Excerpts of bounding box data:
** Start **

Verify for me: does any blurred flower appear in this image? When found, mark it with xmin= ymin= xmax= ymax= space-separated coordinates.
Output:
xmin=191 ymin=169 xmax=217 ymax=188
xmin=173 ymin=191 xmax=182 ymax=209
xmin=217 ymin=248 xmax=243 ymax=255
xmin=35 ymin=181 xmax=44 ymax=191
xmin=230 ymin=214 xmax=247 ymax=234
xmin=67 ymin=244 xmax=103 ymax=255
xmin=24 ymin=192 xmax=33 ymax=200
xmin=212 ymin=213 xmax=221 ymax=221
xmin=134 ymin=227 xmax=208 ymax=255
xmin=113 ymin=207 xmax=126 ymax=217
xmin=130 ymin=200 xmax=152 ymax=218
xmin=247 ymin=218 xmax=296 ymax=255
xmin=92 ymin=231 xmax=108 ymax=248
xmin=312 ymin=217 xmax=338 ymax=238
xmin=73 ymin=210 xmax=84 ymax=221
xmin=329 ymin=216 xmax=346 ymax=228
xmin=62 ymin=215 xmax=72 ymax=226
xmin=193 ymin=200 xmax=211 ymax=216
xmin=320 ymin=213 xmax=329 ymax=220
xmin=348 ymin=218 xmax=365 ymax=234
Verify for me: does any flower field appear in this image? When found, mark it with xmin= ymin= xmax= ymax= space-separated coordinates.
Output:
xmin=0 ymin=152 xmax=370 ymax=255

** End **

▶ [Aim]: Rewrite all the data above, swapping "Verify for me" for "Check for me" each time it occurs. Leave everything else as it is.

▶ [Reply]:
Check for me: does any blurred flower appear in this image? When found, mark it with xmin= ymin= xmax= ymax= space-separated coordinates.
Output:
xmin=191 ymin=169 xmax=217 ymax=188
xmin=173 ymin=191 xmax=182 ymax=209
xmin=217 ymin=248 xmax=243 ymax=255
xmin=35 ymin=181 xmax=44 ymax=191
xmin=230 ymin=214 xmax=247 ymax=234
xmin=67 ymin=244 xmax=103 ymax=255
xmin=24 ymin=192 xmax=33 ymax=200
xmin=212 ymin=213 xmax=221 ymax=221
xmin=134 ymin=227 xmax=208 ymax=255
xmin=113 ymin=207 xmax=126 ymax=217
xmin=130 ymin=200 xmax=152 ymax=218
xmin=247 ymin=218 xmax=296 ymax=255
xmin=92 ymin=231 xmax=108 ymax=248
xmin=312 ymin=217 xmax=338 ymax=238
xmin=73 ymin=210 xmax=84 ymax=221
xmin=329 ymin=216 xmax=346 ymax=228
xmin=62 ymin=215 xmax=72 ymax=226
xmin=193 ymin=200 xmax=211 ymax=216
xmin=320 ymin=213 xmax=329 ymax=220
xmin=348 ymin=218 xmax=365 ymax=234
Check for me: does any flower field appear in this image? When found, mark it with xmin= ymin= xmax= ymax= space-separated coordinates.
Output:
xmin=0 ymin=152 xmax=370 ymax=255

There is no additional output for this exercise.